• [Request]:
Locate each line in the records below that contains the word "document" and copy those lines in full, treating uppercase and lowercase as distinct.

• [Given data]:
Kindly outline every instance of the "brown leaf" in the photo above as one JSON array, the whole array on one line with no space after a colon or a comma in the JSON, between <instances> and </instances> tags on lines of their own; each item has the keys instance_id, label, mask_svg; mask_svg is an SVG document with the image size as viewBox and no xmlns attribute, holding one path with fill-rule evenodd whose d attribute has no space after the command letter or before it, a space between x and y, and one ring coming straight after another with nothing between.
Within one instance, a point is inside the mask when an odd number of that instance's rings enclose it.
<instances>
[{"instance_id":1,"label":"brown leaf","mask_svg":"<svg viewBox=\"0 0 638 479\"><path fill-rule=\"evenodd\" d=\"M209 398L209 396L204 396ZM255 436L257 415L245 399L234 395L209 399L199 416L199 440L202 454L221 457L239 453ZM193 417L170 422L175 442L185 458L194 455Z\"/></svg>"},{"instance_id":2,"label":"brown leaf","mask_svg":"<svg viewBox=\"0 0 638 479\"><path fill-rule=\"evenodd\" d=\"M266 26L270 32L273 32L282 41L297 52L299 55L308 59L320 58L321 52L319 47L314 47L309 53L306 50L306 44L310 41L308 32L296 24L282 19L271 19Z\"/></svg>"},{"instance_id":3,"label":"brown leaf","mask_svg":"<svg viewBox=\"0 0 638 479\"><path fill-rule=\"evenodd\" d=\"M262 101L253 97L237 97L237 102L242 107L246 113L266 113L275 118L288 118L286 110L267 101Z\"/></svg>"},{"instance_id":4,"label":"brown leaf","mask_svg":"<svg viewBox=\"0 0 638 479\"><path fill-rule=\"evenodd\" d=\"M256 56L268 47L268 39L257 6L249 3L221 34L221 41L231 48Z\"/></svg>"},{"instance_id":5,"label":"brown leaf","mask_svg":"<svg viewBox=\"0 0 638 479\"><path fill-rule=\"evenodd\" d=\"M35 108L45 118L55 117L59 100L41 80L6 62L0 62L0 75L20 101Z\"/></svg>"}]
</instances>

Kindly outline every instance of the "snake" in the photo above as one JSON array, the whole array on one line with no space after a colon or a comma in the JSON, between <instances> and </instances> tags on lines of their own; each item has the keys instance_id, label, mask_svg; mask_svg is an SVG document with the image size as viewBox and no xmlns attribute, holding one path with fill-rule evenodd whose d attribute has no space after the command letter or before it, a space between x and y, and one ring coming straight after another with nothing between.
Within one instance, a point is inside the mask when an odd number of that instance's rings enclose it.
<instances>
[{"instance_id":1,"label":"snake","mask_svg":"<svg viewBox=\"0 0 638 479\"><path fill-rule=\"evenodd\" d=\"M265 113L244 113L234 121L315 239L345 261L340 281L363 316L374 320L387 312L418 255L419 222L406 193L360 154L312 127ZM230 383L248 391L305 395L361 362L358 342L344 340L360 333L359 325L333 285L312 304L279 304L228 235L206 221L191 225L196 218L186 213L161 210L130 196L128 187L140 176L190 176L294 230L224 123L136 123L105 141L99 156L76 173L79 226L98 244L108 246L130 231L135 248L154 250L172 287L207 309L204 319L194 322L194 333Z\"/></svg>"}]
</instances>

• [Answer for this exercise]:
Kindly outline every instance of the "brown leaf" in the photo above as one JSON array, the whole array on one line with no space after a colon or a comma in the JSON, between <instances> and </instances> tags on lines of their own; each item has the keys instance_id, label, mask_svg; mask_svg is an SVG document with the image size as viewBox and no xmlns attribute, holding one path with fill-rule evenodd whose d attribute has no space after the command letter or before it, a space between x and y, and one ring coming straight after another with nothing between.
Kindly outline every instance of the "snake" in the photo above as one JSON array, the whole array on one line with no space after a colon or a comma in the JSON, between <instances> and </instances> tags on lines of their own; each item has the keys instance_id, label, mask_svg; mask_svg is an SVG document with the image size as viewBox and no xmlns attribute, holding one path with fill-rule evenodd whose d attribute has no space after the command letter or before it, a space between x and y, and one ring coming straight after another with nothing between.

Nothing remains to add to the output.